[Tasks to complete]:
**1.** In the article on the Oswego County Fair, which event came back this year for the first time since 2019?
**2.** Extend the article about the Oswego County Fair, starting right after its last sentence.

[Study text]:
Last November, Gov. Kathy Hochul and state Commissioner of Agriculture Richard Ball announced round table discussions to strengthen New York’s county fairs. Oswego County Fair board members say they felt the support this year.
Tim Ridgeway Sr., vice president of the Oswego County Fair Board, said over the last few years it is harder to find sponsorships to host events, but the county has been incredibly helpful.
“They were very, very supportive this year. They jumped in with both feet and we received support this year from Cornell Cooperative Extension as well,” Ridgeway said.
Due to challenges with funding, they have had to change events over the last few years, Ridgeway said.
“We don’t do the harness racing anymore, but we brought back the tractor pulls this year and we haven’t had those since 2019,” he said.
The Oswego County Fair has been held annually since 1859 with the exceptions of 2020 and 2021 due to the COVID-19 pandemic.
Fair board President Harold Smith said despite challenges with the weather, fair attendance was good.
“On Friday when we opened, we had the wildfire smoke from Canada, and on Saturday, we had 90-degree heat, so Sunday was our golden day,” Smith said.
He believes they had approximately 5,000 visitors to the fair per day.
One purpose of county fairs is for exhibitors to qualify for the State Fair, Smith said. While the numbers were low for some livestock, others were very high.
“The numbers were down for sheep and swine, but other than that we had an open goat show that had over 100 goats competing, not just from our county, but from all New York state,” Smith said.
The Department of Agriculture and Markets supported the fair in a few different ways, Smith said.
“They had their own display in our A.G. building and they actually helped out in the agriculture building and with coordination,” Smith said. “We couldn’t ask for more. They gave us a big support.”
Commissioner of Agriculture Richard Ball said county fairs serve as a connection between urban and agricultural communities.
“It is a great opportunity to connect peple who really have been disconnected by a few generations from agriculture to kind of bring them back home again and I think that’s more relevant now than it’s probably ever been,” Ball said.

[Raw data]:

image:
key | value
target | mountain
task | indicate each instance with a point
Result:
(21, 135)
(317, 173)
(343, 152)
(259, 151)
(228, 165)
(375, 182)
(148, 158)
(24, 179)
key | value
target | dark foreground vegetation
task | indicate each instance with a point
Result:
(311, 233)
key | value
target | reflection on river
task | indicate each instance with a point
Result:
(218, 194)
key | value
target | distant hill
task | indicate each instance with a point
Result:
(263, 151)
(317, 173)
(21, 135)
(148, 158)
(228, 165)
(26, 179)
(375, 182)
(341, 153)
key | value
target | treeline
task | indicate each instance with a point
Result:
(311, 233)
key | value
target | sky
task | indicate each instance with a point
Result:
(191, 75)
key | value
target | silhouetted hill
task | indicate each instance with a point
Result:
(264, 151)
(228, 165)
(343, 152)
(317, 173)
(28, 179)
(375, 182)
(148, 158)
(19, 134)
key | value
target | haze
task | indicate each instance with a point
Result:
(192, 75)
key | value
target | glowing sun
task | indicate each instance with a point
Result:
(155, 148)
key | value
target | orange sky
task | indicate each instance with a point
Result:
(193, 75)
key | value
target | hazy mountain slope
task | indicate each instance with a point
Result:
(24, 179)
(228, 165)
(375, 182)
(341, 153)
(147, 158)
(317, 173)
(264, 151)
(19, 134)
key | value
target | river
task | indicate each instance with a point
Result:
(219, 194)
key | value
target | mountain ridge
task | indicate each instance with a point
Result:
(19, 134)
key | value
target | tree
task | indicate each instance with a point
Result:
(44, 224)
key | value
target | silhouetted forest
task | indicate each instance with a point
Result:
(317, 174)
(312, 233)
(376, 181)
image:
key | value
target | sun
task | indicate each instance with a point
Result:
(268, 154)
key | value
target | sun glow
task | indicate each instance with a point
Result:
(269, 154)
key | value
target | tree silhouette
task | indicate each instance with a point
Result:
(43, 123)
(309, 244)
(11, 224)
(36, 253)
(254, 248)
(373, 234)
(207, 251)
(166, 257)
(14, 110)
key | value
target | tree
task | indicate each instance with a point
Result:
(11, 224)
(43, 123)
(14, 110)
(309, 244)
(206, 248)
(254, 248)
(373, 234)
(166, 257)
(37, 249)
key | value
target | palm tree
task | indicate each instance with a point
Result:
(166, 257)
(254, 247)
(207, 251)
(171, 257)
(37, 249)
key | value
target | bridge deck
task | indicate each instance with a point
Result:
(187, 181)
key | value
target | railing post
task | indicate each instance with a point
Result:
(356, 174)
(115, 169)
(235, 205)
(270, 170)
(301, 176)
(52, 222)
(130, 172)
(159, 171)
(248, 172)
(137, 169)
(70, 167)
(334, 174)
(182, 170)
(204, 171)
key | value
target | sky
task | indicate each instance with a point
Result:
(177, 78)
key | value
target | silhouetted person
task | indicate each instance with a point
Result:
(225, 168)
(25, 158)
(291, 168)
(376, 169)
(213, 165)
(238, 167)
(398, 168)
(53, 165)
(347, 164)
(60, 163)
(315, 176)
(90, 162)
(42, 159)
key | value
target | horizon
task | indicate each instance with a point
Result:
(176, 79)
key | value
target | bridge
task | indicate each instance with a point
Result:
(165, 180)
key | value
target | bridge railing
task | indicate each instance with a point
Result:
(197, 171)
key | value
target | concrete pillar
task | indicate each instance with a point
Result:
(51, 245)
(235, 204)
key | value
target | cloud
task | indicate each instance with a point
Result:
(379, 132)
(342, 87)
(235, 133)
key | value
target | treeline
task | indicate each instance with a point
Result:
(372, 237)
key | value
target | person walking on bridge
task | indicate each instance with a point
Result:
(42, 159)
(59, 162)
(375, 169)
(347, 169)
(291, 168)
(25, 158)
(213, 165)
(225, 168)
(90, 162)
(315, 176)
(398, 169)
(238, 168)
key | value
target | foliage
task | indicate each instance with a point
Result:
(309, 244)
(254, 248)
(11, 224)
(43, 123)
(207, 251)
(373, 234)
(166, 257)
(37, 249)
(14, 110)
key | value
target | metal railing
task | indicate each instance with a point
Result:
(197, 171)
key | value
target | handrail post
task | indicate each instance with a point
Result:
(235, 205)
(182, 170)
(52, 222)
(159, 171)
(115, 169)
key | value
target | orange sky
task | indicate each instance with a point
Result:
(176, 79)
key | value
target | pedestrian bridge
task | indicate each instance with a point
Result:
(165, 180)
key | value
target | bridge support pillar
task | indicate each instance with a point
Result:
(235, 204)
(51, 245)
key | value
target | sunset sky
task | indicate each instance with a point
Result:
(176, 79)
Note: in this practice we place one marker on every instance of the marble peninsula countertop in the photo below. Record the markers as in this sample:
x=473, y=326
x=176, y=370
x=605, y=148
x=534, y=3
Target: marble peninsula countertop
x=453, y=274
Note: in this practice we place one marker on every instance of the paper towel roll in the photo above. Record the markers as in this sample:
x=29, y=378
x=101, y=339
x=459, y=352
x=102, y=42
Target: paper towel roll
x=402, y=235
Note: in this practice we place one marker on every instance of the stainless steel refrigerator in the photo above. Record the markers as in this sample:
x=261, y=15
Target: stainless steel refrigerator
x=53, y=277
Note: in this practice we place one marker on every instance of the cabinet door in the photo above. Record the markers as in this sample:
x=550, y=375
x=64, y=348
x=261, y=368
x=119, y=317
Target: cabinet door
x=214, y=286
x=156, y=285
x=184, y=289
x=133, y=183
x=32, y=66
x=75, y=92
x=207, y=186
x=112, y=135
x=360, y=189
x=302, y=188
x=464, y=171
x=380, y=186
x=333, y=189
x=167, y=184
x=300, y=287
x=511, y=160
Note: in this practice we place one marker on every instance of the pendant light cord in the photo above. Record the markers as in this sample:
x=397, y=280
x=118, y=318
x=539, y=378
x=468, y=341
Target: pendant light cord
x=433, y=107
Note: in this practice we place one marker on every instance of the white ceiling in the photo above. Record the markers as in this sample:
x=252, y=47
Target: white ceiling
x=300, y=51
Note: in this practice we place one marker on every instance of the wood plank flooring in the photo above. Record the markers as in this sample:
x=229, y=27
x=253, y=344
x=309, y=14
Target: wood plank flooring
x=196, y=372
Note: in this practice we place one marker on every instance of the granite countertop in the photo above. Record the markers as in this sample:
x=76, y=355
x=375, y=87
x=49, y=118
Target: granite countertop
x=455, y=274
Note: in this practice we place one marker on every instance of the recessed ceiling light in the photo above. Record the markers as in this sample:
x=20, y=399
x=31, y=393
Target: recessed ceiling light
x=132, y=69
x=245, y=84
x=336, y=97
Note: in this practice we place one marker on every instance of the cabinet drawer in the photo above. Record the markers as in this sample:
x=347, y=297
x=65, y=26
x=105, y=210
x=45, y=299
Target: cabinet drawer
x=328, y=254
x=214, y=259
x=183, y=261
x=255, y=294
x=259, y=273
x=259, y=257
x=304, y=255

[Answers to each task]:
**1.** The tractor pulls.

**2.**
The purpose of the round table discussions, Commissioner Ball said, was to look at the agricultural impact of not just the State Fair, but of all fairs across the state.
“We put in this year’s budget, a $2 million investment to help them with marketing and promotion programs to enhance the vision of improved coordination — so we’ve got a statewide strategy for marketing the fairs,” Ball said. “There will be room for them to individually do some things, but this can help them collectively drive people to those county fairs.”
In addition, the Agricultural Infrastructure Improvement Program, which has been in place since 2016, allocates approximately $5 million per year for county fairs to make improvements to things like grandstands, buildings and water facilities.
Commissioner Ball said they would like to continue to expand county fairs, Future Farmers of America and 4H programs, and the number of agricultural teachers available in New York state to continue encouraging young people to enter the industry.
“Frankly, a lesson we learned from the pandemic is that we need a pretty resilient and responsive food system here in New York and this is a vehicle to communicate to young people and perhaps interested in careers, not just milking cows or growing vegetables, but actually being part of the food system which includes many more things,” Ball said.